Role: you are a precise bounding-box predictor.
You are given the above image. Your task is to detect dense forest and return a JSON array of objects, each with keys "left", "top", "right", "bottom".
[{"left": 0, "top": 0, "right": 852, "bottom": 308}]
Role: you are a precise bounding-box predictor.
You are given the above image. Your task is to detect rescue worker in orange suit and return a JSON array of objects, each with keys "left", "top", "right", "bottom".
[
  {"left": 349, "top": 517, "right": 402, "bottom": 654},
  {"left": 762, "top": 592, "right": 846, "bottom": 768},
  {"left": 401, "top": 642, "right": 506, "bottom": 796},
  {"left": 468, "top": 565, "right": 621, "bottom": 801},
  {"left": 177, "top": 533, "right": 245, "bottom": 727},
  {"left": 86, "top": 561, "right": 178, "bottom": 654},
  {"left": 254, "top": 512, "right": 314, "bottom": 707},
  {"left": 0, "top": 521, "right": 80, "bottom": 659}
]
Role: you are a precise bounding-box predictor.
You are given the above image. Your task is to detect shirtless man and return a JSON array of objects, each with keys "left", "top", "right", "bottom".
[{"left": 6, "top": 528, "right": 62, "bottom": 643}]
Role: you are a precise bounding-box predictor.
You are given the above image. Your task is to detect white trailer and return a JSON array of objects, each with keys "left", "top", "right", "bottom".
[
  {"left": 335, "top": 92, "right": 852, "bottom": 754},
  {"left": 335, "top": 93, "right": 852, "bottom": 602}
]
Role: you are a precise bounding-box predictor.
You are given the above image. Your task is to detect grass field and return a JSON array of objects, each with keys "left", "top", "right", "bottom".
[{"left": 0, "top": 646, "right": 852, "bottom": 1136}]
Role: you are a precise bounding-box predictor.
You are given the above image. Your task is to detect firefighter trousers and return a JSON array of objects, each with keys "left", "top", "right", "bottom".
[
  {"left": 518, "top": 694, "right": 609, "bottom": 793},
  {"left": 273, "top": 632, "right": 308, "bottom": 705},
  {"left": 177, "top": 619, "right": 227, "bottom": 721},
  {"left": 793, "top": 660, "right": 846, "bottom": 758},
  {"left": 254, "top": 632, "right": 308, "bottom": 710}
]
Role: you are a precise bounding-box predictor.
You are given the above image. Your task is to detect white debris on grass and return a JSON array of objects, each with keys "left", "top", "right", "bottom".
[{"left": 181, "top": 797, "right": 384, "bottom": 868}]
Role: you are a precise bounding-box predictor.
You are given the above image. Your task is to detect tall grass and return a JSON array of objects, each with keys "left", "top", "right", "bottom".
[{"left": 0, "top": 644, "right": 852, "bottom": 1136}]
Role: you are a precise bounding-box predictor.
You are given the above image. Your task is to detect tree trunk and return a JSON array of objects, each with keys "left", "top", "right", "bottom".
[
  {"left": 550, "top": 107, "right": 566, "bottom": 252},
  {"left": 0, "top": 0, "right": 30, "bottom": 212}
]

§ **To do**
Gather every line above that contains the word "orange", and copy each of those lines in full.

§ **Output for this exercise**
You are given the above image. Your task is to detect rescue worker in orange suit and return a JSON array of objects, each with keys "left", "top", "right", "bottom".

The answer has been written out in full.